» Testo di partenza

+ + + + + + +

E lo stesso dottor Andrea Obert, racconta Fabio Ambrosetti, il legale della famiglia Uva, ha dichiarato in aula che al momento dell’intervento presso la caserma aveva trovato di fronte a se un uomo non certo tranquillo o pacificato, ma estremamente agitato. “Danza coreica” l’ha definito, il dottor Obert, quello stato di agitazione e tremore. Una “danza” dovuta a chissà cosa. Chissà cosa urlava Giuseppe Uva quella sera. Nessuno sembra in grado di dire con certezza se fossero insulti, richieste di aiuto, urla di dolore. Non è dato saperlo, perché le versioni cambiano in base alle testimonianze da troppo tempo, da anni ormai.
Passate testimonianze riferivano che Giuseppe Uva era arrivato in ospedale tranquillo e sulle proprie gambe. Una dottoressa di turno riferì invece, durante uno dei processi gestiti dal pm Abate, di aver sentito Uva dichiarare di essere stato picchiato. Un’altra testimone raccontò pochi mesi fa di aver visto dei poliziotti portare Giuseppe in uno stanzino dell’ospedale Circolo di Varese e di averlo visto uscire con una tumefazione. I verbali degli agenti intervenuti, carte scolpite nel granito, descrivono invece la classica situazione di autolesionismo, con il fermato che dava letteralmente di matto sbattendo volontariamente la testa e altre parti del corpo contro mobili e pareti.

+ + + + + + +

» Dati in ingresso
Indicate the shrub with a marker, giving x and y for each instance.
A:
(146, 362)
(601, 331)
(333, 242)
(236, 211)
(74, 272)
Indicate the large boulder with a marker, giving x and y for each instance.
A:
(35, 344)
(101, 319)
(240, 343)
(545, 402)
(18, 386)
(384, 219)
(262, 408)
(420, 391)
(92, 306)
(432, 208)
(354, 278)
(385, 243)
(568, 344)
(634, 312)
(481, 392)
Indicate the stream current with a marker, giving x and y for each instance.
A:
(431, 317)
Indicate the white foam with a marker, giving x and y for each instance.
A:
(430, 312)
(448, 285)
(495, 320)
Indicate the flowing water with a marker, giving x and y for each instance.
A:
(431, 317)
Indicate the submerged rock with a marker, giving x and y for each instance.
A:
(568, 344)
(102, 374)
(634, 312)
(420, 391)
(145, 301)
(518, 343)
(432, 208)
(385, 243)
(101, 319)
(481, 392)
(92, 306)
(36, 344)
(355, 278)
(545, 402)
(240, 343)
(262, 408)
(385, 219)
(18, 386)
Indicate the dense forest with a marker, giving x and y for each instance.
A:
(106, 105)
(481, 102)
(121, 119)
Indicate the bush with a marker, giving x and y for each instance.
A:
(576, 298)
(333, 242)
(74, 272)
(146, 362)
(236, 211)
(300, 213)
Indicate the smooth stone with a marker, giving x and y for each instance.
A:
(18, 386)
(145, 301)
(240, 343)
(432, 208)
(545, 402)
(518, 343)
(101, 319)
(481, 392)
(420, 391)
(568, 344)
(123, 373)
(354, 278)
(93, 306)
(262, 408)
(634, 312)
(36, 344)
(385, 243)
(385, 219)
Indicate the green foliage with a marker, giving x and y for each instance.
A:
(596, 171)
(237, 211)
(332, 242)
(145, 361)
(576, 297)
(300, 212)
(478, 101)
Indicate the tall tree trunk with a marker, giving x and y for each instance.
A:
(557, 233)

+ + + + + + +

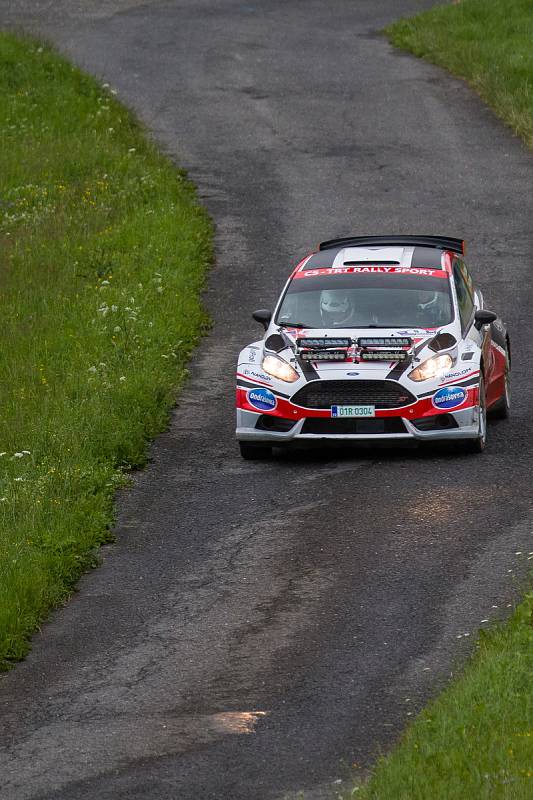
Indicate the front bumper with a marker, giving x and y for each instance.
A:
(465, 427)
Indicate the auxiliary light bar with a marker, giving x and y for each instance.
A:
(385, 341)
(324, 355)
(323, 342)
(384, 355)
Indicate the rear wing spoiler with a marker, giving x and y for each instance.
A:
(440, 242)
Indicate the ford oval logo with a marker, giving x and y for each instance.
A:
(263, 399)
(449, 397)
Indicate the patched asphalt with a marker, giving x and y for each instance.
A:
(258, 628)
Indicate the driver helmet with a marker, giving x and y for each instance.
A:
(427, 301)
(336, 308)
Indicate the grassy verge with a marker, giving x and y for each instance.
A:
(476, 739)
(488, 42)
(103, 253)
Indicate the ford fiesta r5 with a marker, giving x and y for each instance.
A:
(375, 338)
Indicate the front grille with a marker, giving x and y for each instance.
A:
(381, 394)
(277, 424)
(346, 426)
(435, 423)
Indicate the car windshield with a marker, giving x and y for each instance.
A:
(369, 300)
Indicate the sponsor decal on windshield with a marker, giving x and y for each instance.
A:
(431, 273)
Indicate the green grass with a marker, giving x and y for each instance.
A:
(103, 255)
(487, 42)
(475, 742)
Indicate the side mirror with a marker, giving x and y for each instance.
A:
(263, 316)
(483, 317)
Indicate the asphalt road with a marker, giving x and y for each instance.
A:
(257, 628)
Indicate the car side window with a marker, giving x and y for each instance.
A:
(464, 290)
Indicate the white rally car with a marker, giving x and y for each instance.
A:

+ + + + + + +

» Elenco dei compiti
(1) Puoi raccogliere tutte le righe delle voci che contengono la stringa "green"? Tieni conto di maiuscole e minuscole.
(2) Puoi riprendere il testo sul caso di Giuseppe Uva e proseguirlo dopo la sua ultima frase?

» Risposte ai compiti
(1)
Indicate the green foliage with a marker, giving x and y for each instance.
Indicate the green grass with a marker, giving x and y for each instance.

(2)
La cortina fumogena di contraddizioni, versioni differenti e contrastanti, di testimonianze che affermano tutto e il contrario di tutto sembrava doversi diradare col nuovo e definitivo processo. Speranza vana. Il procedimento si fa complesso e va ora incontro a un’accelerazione importante: è infatti prevista una fitta calendarizzazione, con un’udienza fissata ogni venerdì. Fino alla fine, in una corsa contro la prescrizione, alla ricerca di una verità che si allontana sempre di più.